Set task:
Convert the entries below into a JSON list of strings, one string per line, skipping blank lines. Start at the line containing "Where can you spot the dealership", end with the final line of the entries, and include both of those lines and nothing outside that span.

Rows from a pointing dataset
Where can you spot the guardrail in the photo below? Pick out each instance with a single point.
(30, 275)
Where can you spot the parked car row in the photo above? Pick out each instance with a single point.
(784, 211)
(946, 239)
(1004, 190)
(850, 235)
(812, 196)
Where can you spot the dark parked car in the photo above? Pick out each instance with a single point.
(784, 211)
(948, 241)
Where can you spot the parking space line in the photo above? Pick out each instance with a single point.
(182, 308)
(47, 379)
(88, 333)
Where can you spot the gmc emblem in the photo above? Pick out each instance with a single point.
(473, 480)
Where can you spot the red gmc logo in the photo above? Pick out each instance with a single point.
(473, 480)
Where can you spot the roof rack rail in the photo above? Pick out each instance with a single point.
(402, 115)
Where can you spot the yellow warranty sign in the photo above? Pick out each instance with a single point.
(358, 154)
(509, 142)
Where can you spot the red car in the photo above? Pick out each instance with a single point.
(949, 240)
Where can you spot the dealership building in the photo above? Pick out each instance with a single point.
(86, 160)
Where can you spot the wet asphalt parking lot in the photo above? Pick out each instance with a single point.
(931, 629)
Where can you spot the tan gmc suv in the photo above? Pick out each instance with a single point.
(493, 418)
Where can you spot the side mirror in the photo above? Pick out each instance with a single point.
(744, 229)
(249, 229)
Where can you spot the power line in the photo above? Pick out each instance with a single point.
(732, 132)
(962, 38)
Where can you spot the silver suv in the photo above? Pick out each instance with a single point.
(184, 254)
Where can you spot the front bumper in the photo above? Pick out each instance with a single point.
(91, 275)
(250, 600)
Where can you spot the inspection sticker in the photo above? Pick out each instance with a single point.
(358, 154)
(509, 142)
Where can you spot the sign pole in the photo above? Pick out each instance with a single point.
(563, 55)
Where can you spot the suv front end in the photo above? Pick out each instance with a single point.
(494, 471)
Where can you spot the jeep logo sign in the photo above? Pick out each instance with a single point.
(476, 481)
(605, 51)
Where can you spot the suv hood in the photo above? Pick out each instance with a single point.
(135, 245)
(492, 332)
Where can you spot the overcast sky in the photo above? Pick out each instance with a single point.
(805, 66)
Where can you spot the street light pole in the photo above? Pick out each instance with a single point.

Written solution:
[
  "Where can you spot the dealership building in the photo above? Pick out each instance with a single point.",
  "(86, 160)",
  "Where can you spot the wet asphalt parking lot in the photo above? Pick out each instance with a single point.",
  "(931, 629)",
  "Where can you spot the tan gmc suv in the photo above? Pick out each instance with a single point.",
  "(493, 418)",
  "Where can you spot the side mirror in the photo above? Pick out each instance with a single point.",
  "(744, 229)",
  "(249, 229)",
  "Where can you spot the power line in the photo above? Pick out each instance with a single point.",
  "(732, 132)",
  "(962, 38)",
  "Where can you spot the silver suv in the photo above? Pick out each instance with a single point.",
  "(184, 254)",
  "Where can you spot the front bumper in the photo above? Pick out each instance with a single point.",
  "(91, 275)",
  "(250, 600)",
  "Where can you spot the inspection sticker in the photo above? Pick out each instance with a single point.",
  "(358, 154)",
  "(509, 142)",
  "Where can you spot the sign pole in the photo above? Pick out each instance with a single point.",
  "(563, 55)",
  "Where can you spot the suv front end in the photo above? Pick out each instance with a single point.",
  "(494, 471)",
  "Where can you spot the jeep logo sign in the photo above? Pick out each instance with a single point.",
  "(476, 481)",
  "(605, 51)",
  "Where can you spot the suv hood in the photo above? Pick out each instance with a single point.",
  "(135, 245)",
  "(492, 332)",
  "Where can you spot the overcast sky in the photo above? Pick out each instance with a single point.",
  "(805, 66)",
  "Where can you spot the street light pole in the photo above? Pick out each instance with a single point."
]